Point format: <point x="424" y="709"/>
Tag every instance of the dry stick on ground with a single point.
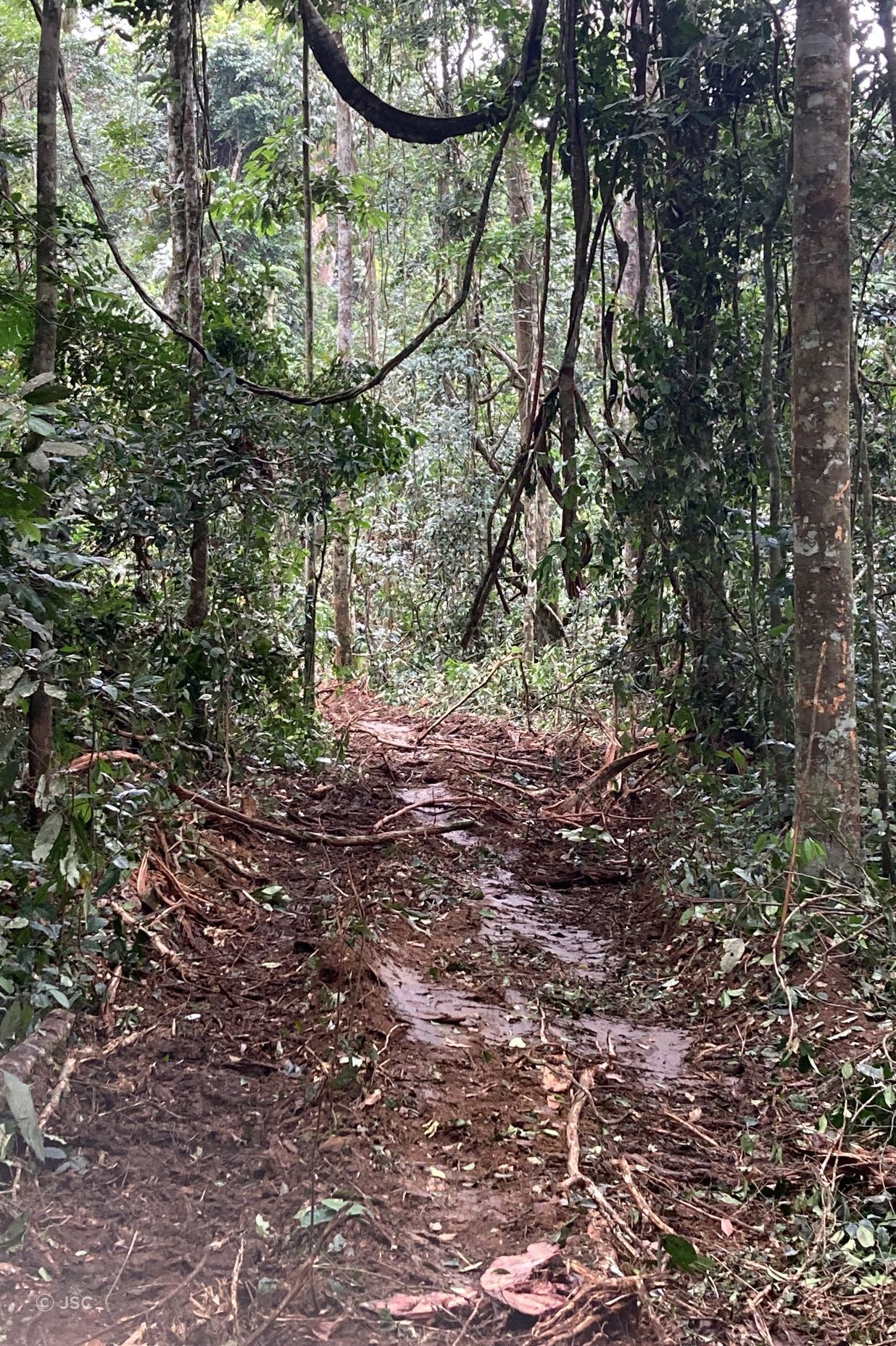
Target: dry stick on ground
<point x="410" y="808"/>
<point x="163" y="949"/>
<point x="689" y="1126"/>
<point x="86" y="759"/>
<point x="244" y="871"/>
<point x="573" y="1154"/>
<point x="112" y="991"/>
<point x="302" y="1272"/>
<point x="641" y="1201"/>
<point x="234" y="1286"/>
<point x="279" y="830"/>
<point x="69" y="1068"/>
<point x="463" y="701"/>
<point x="188" y="1279"/>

+++

Write out every line of the items above as a numbered list, omitting blank lines and leaving out the pictures.

1. Point format: <point x="424" y="709"/>
2. Tag every instance of the dry stick on ground with a single point.
3. Target: dry stick on ground
4. <point x="410" y="808"/>
5. <point x="163" y="949"/>
6. <point x="689" y="1126"/>
7. <point x="86" y="759"/>
8. <point x="244" y="871"/>
9. <point x="573" y="1154"/>
10. <point x="112" y="991"/>
11. <point x="302" y="1272"/>
12. <point x="641" y="1201"/>
13. <point x="234" y="1286"/>
14. <point x="279" y="830"/>
15. <point x="69" y="1068"/>
16. <point x="463" y="701"/>
17. <point x="188" y="1279"/>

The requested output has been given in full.